+++ TEXT EXCERPT
There’s a heart-tugging movie to be made about the miraculous new weight-loss injectable drugs – though a few versions of it have already been made.
Remember Flowers for Algernon, about the downtrodden low-IQ janitor whose intellect was boosted to far above average by a groundbreaking new surgical technique? His once-miserable life blossomed – until the cerebral transformation unexpectedly regressed, leaving him bereft.
Or Awakenings, the true story of coma patients given a revolutionary new dopamine treatment that restored their consciousness – only for the effects to wear off, sending them back to bleak oblivion.
Euphoria is understandably rampant about the new drugs, which take the vice and virtue, nagging and guilt out of weight loss for most patients, causing them to shed life-changing amounts of fat. It’s estimated one in eight Americans have used them and the US’s obesity rate may already be in decline.
Now, US drug company Eli Lilly is committing £279 million (NZ$600m) to a collaboration with the UK government, initially trialling its brand of tirzepatide, the hero drug so far, on extremely obese patients in Manchester. Indications are the patients will lose, on average, a fifth of their weight in eight months.
But this could easily devolve into a mass re-enactment of Cinderella – the bit where the golden carriage turns back into a pumpkin. Unless the jabbed develop radically improved food and activity habits while they’re on the injectables, they’ll regain an average of two-thirds of the weight they’ve lost once off the drug, studies have shown. This statistic is getting less attention than the ones touting the weight-loss impact while on the drug.
Given the mammoth cost, it’s unlikely many public health services will provide the treatment indefinitely. It’s not clear if Britain can afford a nationwide programme, even if the pilot is a raging success.
Even if the drug were free, there are still risks to the long-term use of any drug. The hope is this treatment will be a deft, rapid fix, and relief from the terrible burden of obesity will motivate patients to keep the weight off afterwards. Bluntly, they won’t unless they can be persuaded, nagged or motivated to change their habits – and that, too, takes time and most especially money to provide the right level of counselling.
So are we, heaven forfend, back to nagging, guilt, vice and virtue? Or worse, the fatuous and scientifically bankrupt old orthodoxy of calories in/calories out? Or worse still, the repressive warnings from health experts that exercise and increased activity are largely irrelevant to weight loss?
As is often smugly parroted, you can’t out-exercise a bad diet. But the benefits of physical activity are numerous – a healthier metabolism and boosted mood are advantages highly relevant to people struggling with their weight. Unless people get help in changing their food preferences and becoming more active – both extremely steep habit mountains to conquer – they’re being set up for Algernon and Awakenings sorrow.
Let’s not downplay the wonder of these drugs. Appetite regulation is a holy grail in the fight against obesity. It brings people with disordered eating rapidly to a point where, for the first time sometimes in decades, they simply do not want to over-eat.
The least-worst outcome to drug-only treatment is still better than the status quo. If people lose a fifth of their body weight and regain two-thirds of it, they’re still better off. There’s also strong evidence the drugs can quench drug and alcohol addiction – a rare side effect to cherish.
Perhaps the most telling side effect will be that projected for economies. Any overall reduction in obesity carries fiscal and productivity benefits, so economists are generally keener on the drugs than doctors. The desirability of slimming countries’ deficits may be more persuasive than health and even vanity.
++++++
+++ EXTRACTED MATERIAL
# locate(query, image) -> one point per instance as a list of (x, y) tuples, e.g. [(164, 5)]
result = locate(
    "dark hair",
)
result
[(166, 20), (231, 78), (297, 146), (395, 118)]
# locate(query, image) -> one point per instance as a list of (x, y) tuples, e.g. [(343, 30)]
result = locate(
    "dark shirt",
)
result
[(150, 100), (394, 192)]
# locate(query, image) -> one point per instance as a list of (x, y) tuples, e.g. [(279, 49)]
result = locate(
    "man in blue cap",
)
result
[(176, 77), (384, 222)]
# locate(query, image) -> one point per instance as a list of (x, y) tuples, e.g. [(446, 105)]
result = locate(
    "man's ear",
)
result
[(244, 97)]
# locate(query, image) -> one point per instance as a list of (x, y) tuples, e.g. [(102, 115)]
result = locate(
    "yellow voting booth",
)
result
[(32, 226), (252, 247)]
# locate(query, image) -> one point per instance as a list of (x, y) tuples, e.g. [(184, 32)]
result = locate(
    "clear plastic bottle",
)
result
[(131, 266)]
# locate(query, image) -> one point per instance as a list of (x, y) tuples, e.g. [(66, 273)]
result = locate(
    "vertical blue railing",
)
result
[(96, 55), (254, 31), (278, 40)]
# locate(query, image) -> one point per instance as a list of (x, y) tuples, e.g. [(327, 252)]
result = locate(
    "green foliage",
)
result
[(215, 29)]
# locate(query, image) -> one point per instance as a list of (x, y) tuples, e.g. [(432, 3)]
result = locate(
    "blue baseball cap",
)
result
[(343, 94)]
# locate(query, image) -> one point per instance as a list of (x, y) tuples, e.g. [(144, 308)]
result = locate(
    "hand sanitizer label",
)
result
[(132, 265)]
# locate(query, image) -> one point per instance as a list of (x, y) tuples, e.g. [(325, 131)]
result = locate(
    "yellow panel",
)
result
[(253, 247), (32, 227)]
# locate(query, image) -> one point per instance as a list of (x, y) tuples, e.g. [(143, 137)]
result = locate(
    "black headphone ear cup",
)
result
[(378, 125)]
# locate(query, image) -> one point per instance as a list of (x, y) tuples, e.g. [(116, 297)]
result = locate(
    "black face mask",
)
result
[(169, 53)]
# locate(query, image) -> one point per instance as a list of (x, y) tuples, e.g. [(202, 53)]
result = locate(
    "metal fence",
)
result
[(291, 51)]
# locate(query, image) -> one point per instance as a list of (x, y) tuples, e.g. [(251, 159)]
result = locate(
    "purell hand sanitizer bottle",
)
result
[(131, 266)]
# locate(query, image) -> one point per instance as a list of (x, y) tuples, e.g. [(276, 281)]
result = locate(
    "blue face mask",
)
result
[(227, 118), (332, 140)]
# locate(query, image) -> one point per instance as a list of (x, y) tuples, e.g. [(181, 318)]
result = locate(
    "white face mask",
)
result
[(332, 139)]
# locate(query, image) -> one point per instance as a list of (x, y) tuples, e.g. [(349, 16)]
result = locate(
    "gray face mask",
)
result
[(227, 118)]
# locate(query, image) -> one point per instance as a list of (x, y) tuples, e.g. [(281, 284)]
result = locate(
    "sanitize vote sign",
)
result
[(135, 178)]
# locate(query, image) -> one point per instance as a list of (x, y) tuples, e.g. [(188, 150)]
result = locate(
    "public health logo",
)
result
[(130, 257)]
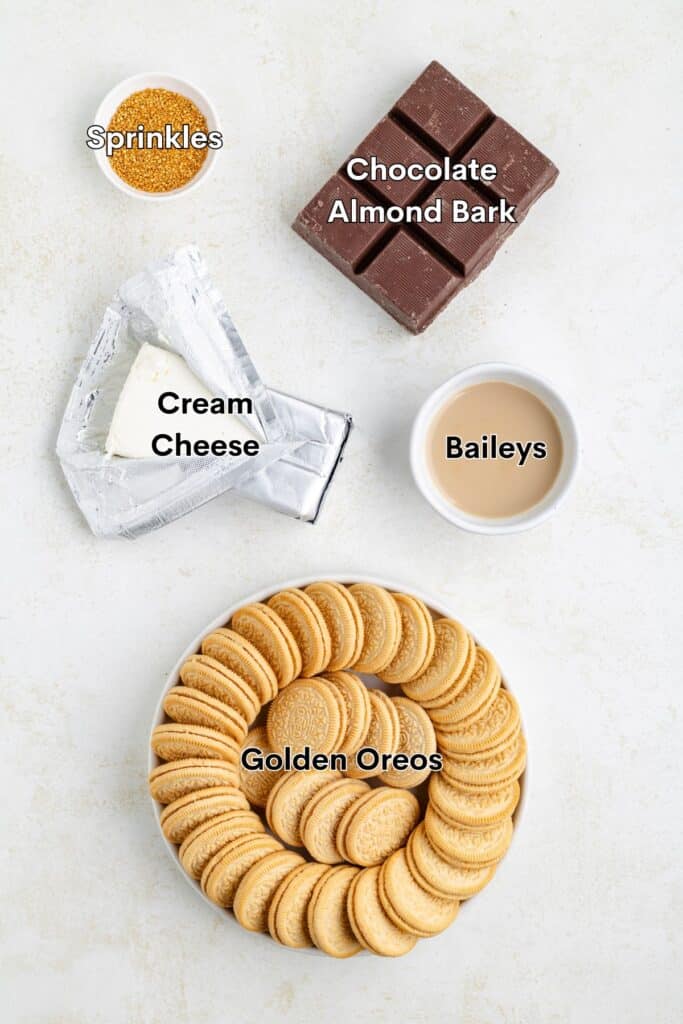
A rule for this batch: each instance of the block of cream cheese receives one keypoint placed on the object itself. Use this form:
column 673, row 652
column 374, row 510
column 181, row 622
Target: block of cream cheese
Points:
column 138, row 419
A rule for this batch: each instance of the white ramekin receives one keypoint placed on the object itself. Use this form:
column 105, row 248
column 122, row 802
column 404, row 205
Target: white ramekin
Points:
column 154, row 80
column 479, row 374
column 173, row 679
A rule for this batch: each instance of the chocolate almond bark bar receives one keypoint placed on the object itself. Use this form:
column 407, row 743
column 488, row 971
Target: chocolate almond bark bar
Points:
column 413, row 242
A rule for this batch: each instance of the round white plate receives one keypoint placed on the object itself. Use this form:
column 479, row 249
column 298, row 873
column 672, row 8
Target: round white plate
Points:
column 435, row 605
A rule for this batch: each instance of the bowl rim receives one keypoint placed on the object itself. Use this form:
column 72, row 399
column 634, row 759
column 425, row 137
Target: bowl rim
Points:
column 147, row 80
column 480, row 373
column 434, row 604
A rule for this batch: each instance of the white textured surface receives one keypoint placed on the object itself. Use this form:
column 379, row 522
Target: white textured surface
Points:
column 583, row 925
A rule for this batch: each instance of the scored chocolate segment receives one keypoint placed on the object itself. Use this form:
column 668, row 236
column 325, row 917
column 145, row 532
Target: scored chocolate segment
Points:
column 390, row 144
column 442, row 109
column 409, row 282
column 523, row 172
column 414, row 270
column 343, row 244
column 466, row 244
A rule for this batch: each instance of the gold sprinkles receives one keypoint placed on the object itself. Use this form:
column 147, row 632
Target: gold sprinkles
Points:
column 157, row 170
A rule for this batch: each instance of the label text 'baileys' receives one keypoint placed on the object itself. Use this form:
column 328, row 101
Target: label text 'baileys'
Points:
column 494, row 450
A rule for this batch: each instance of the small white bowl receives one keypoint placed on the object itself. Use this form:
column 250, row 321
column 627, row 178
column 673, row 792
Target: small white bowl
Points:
column 154, row 80
column 479, row 374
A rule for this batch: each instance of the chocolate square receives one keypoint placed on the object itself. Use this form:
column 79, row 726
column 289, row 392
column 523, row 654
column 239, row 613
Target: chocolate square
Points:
column 409, row 282
column 411, row 267
column 344, row 245
column 390, row 144
column 523, row 172
column 465, row 244
column 440, row 108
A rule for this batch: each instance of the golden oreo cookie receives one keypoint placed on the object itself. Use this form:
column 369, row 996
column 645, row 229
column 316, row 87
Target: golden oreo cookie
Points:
column 369, row 921
column 356, row 700
column 184, row 814
column 452, row 648
column 207, row 839
column 437, row 876
column 469, row 847
column 305, row 714
column 381, row 622
column 288, row 913
column 417, row 641
column 383, row 733
column 408, row 904
column 322, row 815
column 288, row 799
column 172, row 741
column 496, row 726
column 173, row 779
column 344, row 622
column 491, row 768
column 270, row 635
column 377, row 824
column 227, row 867
column 241, row 656
column 190, row 707
column 203, row 673
column 472, row 807
column 483, row 681
column 256, row 785
column 417, row 736
column 307, row 627
column 258, row 886
column 327, row 915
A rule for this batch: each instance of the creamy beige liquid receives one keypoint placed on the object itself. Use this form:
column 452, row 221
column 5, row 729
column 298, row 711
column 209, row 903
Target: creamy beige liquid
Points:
column 494, row 486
++++++
**TASK LIST**
1) Answer the following questions using the weight-loss drug article:
(a) What proportion of Americans is estimated to have used the new drugs?
(b) How much is Eli Lilly committing to its collaboration with the UK government?
(c) Without radically improved food and activity habits, how much of the lost weight do patients regain on average once off the drug?
2) Return the passage of the weight-loss drug article from "So are we, heaven" up to and including "and Awakenings sorrow.".
3) Rewrite the paragraph of the weight-loss drug article beginning "Now, US drug company Eli Lilly" as a short bulleted list that keeps its main facts.

**WRITTEN ANSWERS**
1)
(a) One in eight Americans.
(b) £279 million (NZ$600m).
(c) An average of two-thirds of the weight they have lost.

2)
So are we, heaven forfend, back to nagging, guilt, vice and virtue? Or worse, the fatuous and scientifically bankrupt old orthodoxy of calories in/calories out? Or worse still, the repressive warnings from health experts that exercise and increased activity are largely irrelevant to weight loss?
As is often smugly parroted, you can’t out-exercise a bad diet. But the benefits of physical activity are numerous – a healthier metabolism and boosted mood are advantages highly relevant to people struggling with their weight. Unless people get help in changing their food preferences and becoming more active – both extremely steep habit mountains to conquer – they’re being set up for Algernon and Awakenings sorrow.

3)
- Eli Lilly, a US drug company, is committing £279 million (NZ$600m) to a collaboration with the UK government.
- The collaboration will initially trial Eli Lilly's brand of tirzepatide on extremely obese patients in Manchester.
- Indications are that these patients will lose, on average, a fifth of their weight in eight months.